Task to carry out: Starting at the line that contains "point: the brazilian" and ending at the last line of the records, write those lines out again with "jacket" replaced by "coat" and nothing else changed.

Start of Material supplied

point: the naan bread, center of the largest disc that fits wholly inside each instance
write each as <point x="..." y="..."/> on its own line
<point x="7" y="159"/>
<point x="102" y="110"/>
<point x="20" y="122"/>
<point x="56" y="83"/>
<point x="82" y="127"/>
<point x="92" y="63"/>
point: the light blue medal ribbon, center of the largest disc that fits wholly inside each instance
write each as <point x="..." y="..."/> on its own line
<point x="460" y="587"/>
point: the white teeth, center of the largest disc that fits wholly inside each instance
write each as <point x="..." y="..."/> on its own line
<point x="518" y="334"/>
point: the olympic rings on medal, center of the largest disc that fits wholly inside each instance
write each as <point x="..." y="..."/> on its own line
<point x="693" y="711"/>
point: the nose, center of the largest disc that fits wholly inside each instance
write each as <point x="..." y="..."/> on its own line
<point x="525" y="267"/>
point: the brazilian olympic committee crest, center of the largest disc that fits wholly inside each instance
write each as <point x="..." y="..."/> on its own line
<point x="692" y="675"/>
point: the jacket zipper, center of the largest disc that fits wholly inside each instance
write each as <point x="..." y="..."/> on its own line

End of Material supplied

Task result:
point: the brazilian olympic committee crest, center of the largest disc that fits wholly inside each instance
write each as <point x="..." y="..."/> on its own line
<point x="692" y="675"/>
point: the coat zipper, center of the largest disc that fits wholly inside each instance
write each as <point x="..." y="..."/> on its own line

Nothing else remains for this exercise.